§ What to work on
Rewrite every line of the records below as a numbered list, omitting blank lines and leaving the pictures out of the answer.

══════════════════════════════

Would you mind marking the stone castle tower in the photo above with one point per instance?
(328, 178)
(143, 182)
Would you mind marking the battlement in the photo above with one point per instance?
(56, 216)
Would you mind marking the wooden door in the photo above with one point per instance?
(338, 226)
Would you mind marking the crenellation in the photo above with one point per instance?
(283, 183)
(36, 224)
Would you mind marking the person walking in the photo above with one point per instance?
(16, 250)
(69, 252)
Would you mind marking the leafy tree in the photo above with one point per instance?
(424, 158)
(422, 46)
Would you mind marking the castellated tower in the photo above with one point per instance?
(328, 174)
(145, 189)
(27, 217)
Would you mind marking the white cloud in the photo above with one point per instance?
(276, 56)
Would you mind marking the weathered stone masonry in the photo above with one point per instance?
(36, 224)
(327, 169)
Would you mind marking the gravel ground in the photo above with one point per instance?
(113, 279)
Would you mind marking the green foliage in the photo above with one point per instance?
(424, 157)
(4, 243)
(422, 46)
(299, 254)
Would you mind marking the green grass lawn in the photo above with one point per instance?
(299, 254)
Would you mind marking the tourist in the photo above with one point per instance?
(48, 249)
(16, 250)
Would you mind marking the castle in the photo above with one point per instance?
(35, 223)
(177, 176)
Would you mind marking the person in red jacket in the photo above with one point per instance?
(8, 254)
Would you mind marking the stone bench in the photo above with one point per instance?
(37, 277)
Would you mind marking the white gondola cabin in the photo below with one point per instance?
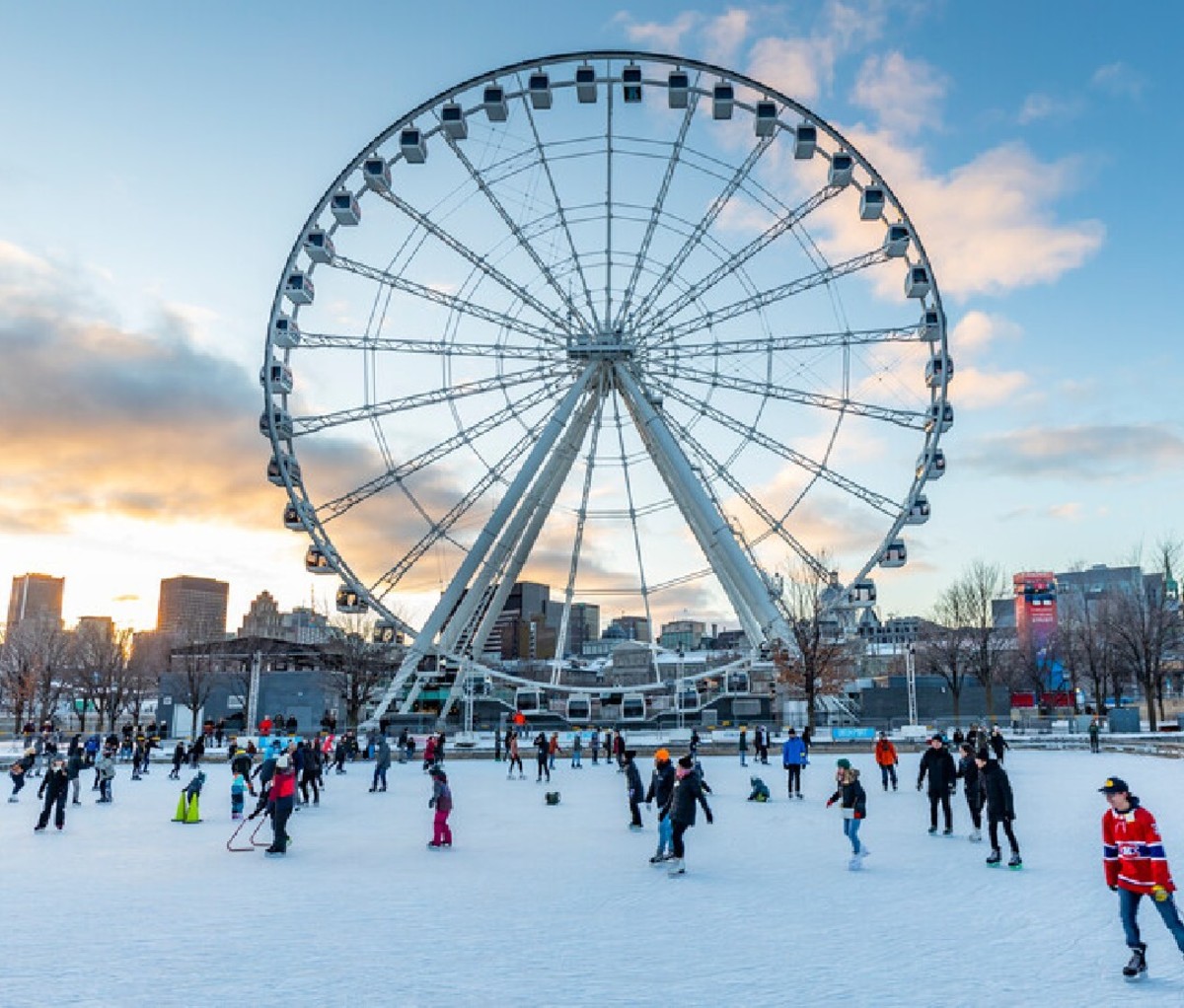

══════════════════════════════

§ Written response
1. Would you mind marking the stone castle tower in the photo above with one point per instance?
2. (328, 178)
3. (143, 182)
4. Would you mind marking the battlement in the photo above with one point per instance?
5. (56, 216)
6. Would you mind marking the wooden door in the photo above with one point per instance?
7. (338, 226)
8. Would you mind marking the crenellation in the photo above with one point per instance?
9. (283, 183)
10. (36, 224)
11. Would you mind marking the person walking in the photo above with one point per instance?
12. (16, 250)
13. (69, 252)
14. Would you mind marking the leafy tree in the photo above with one point per instance?
15. (424, 158)
16. (422, 46)
17. Would you mind marking the castellated tower in the photo above with one point per instance?
18. (328, 174)
19. (145, 189)
20. (27, 217)
21. Would you mind marking the white cloud in the photo above with one point per instance?
22. (276, 56)
23. Would you mind marking the weathered stone masonry in the photo above with one point per instance?
24. (36, 224)
25. (327, 169)
26. Would you mind marking the gravel ground in the photo above with one point per instance?
27. (113, 279)
28. Would you mind marking the green foliage in the photo above with one point per instance?
29. (424, 157)
30. (4, 243)
31. (422, 46)
32. (299, 254)
33. Would you mind marking the green grass lawn in the photo above with one point per instance?
34. (299, 254)
35. Would you mind marking the tourist in the photo above with one point per instance?
36. (48, 249)
37. (16, 250)
38. Would you mind marking the castle in the photo above with one point per instance?
39. (35, 223)
40. (177, 176)
41. Would you mind marking the person in red jacket in the photo above with one point per instance?
42. (8, 254)
43. Would you mind marking the stone bench in the photo above with one point per instance?
44. (37, 277)
45. Would you mind marking the white gondola cabin in the photo below with one point per instance?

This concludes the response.